* Task to carry out:
All records must be quoted exactly. Omit the pictures.

** START OF Exercise input **

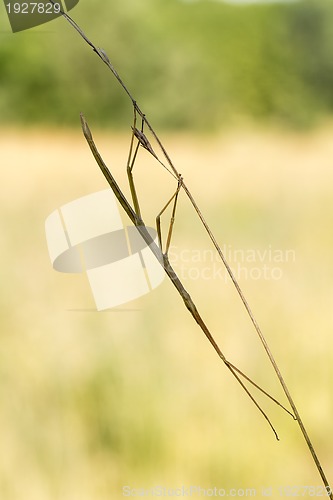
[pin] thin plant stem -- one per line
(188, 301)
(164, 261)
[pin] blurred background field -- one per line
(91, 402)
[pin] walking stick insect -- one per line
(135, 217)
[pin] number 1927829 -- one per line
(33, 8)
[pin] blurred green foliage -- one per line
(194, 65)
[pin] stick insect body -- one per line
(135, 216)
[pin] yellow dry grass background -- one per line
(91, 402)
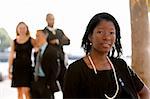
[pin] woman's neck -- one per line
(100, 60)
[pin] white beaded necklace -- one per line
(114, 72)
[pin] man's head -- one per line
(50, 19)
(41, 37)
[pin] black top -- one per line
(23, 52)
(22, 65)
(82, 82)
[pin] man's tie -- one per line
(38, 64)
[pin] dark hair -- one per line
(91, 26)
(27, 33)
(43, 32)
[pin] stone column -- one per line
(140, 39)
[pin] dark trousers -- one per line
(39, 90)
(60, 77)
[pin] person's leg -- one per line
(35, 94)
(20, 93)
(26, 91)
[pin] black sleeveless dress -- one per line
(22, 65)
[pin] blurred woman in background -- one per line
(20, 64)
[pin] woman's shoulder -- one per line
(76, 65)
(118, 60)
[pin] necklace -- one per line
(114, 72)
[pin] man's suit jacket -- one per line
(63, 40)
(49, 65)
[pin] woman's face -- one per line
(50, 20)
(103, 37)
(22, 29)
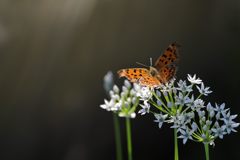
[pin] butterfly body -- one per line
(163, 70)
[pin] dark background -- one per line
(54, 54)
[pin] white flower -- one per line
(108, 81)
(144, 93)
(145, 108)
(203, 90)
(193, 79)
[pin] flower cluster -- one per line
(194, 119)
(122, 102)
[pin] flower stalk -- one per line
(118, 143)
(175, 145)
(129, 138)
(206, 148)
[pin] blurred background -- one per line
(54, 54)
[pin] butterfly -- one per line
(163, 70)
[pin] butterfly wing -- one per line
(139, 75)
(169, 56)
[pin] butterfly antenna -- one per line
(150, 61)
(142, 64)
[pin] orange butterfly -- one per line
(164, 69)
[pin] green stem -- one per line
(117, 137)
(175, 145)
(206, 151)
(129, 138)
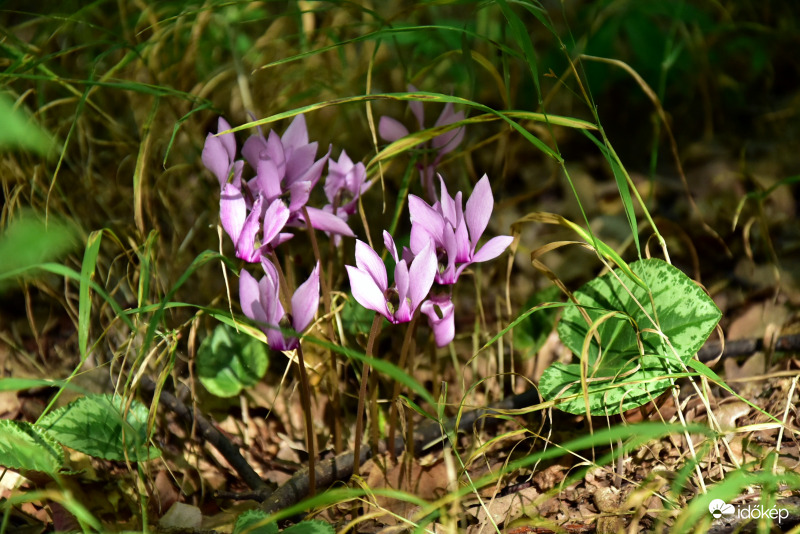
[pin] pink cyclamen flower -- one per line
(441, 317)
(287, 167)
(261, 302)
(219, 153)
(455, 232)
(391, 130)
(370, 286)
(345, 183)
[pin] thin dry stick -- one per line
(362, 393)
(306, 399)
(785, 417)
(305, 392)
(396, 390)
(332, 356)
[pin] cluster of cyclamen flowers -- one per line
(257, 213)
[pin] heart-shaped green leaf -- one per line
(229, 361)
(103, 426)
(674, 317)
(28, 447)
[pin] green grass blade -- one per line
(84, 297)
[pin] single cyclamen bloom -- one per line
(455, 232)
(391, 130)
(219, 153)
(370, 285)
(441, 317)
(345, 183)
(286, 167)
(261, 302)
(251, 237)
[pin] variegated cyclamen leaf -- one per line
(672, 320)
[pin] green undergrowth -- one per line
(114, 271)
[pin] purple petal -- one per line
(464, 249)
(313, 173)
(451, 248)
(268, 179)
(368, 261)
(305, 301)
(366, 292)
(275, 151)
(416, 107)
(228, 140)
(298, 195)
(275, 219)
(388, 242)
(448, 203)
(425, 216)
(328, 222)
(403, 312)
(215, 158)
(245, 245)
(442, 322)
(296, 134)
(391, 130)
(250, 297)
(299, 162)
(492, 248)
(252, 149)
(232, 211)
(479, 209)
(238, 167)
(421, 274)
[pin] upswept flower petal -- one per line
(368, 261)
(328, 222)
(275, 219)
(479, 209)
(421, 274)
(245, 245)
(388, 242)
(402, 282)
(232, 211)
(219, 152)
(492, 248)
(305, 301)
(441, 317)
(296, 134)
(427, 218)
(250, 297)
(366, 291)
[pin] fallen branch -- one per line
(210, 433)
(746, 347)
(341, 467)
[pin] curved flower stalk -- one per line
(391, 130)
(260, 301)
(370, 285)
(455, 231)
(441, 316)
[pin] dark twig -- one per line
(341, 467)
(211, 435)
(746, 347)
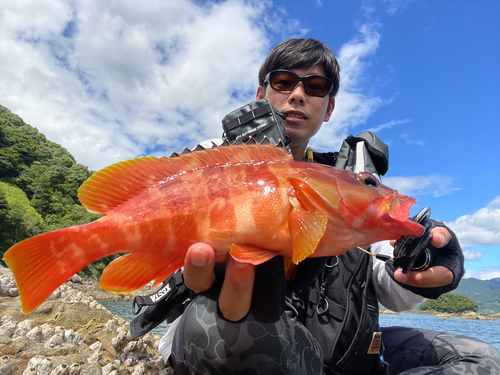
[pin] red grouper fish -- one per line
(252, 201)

** END OF Exercise input **

* Solved exercise:
[pin] thin plant stem -- one per line
(188, 301)
(164, 261)
[pin] blurred background field -- one per line
(91, 402)
[pin] walking stick insect -- one per line
(135, 217)
[pin] number 1927829 -- one per line
(33, 8)
[pin] blurred green foliage -- one per line
(194, 65)
[pin] stick insect body -- one per line
(135, 216)
[pin] yellow dry grass background -- one per line
(91, 402)
[pin] woman's neck -- one per line
(100, 60)
[pin] white beaded necklace -- one per line
(114, 72)
[pin] man's head -- one per line
(50, 19)
(41, 37)
[pin] black top -- one per line
(23, 52)
(22, 65)
(82, 82)
[pin] man's tie -- one per line
(38, 64)
[pin] dark hair -- one per line
(91, 26)
(27, 33)
(43, 32)
[pin] stone column -- one per line
(140, 39)
[pin] dark trousers -- one per line
(39, 90)
(60, 77)
[pin] person's leg -- one per line
(35, 94)
(20, 93)
(26, 91)
[pin] black sleeveless dress -- one per line
(22, 65)
[pin] blurred woman in background -- one per line
(20, 64)
[pin] woman's shoulder -- one per line
(76, 65)
(118, 60)
[pin] necklace -- one per line
(114, 72)
[pin] man's suit jacket -- one per line
(63, 40)
(49, 65)
[pin] woman's face -- one per line
(50, 20)
(103, 37)
(22, 29)
[pin] butterfly body -- one per line
(163, 70)
[pin] dark background -- one per line
(54, 54)
[pin] white flower -- one per line
(108, 81)
(144, 93)
(145, 108)
(203, 90)
(193, 79)
[pin] flower cluster -- one per line
(194, 119)
(122, 102)
[pin] flower stalk -- one per line
(118, 143)
(175, 145)
(129, 138)
(206, 148)
[pin] blurred background -- one per line
(54, 54)
[pin] butterfly -- one per line
(163, 70)
[pin] butterfly wing -- one per line
(139, 75)
(169, 56)
[pin] butterfly antenna -- one per line
(150, 61)
(142, 64)
[pin] orange butterfly -- one per line
(164, 69)
[pin] green stem -- one per line
(117, 137)
(175, 145)
(206, 151)
(129, 138)
[pin] pink cyclamen flower -- one per line
(441, 317)
(287, 167)
(261, 302)
(219, 153)
(455, 232)
(391, 130)
(370, 286)
(345, 183)
[pin] thin dry stick -- one per line
(362, 393)
(306, 399)
(785, 417)
(305, 392)
(396, 390)
(332, 356)
[pin] cluster of cyclamen flowers -- one per line
(257, 213)
[pin] heart-shaped green leaf -- one per line
(229, 361)
(103, 426)
(674, 317)
(28, 447)
[pin] green grass blade -- one per line
(84, 297)
[pin] single cyclamen bloom -- one per line
(455, 232)
(391, 130)
(219, 153)
(370, 285)
(441, 317)
(345, 183)
(286, 167)
(261, 302)
(251, 237)
[pin] variegated cyclamen leaf -- one per line
(672, 320)
[pin] green undergrowth -- one per line
(114, 271)
[pin] purple petal -- one per line
(464, 249)
(313, 173)
(451, 248)
(268, 179)
(368, 261)
(305, 301)
(366, 292)
(275, 151)
(416, 107)
(228, 140)
(298, 195)
(275, 219)
(388, 242)
(448, 203)
(425, 216)
(328, 222)
(403, 312)
(215, 158)
(245, 245)
(442, 322)
(296, 134)
(391, 130)
(250, 297)
(299, 162)
(492, 248)
(252, 149)
(232, 211)
(479, 209)
(238, 167)
(421, 274)
[pin] upswept flower petal -- one per line
(368, 261)
(328, 222)
(275, 219)
(479, 209)
(421, 274)
(245, 245)
(388, 242)
(402, 282)
(232, 211)
(219, 152)
(492, 248)
(305, 301)
(441, 317)
(296, 134)
(427, 218)
(250, 297)
(366, 291)
[pin] fallen branch -- one per line
(210, 433)
(746, 347)
(341, 467)
[pin] curved flower stalk -- one per line
(391, 130)
(260, 301)
(370, 285)
(455, 231)
(441, 316)
[pin] dark twig -- one per line
(341, 467)
(211, 435)
(746, 347)
[pin] red grouper fish -- one per line
(252, 201)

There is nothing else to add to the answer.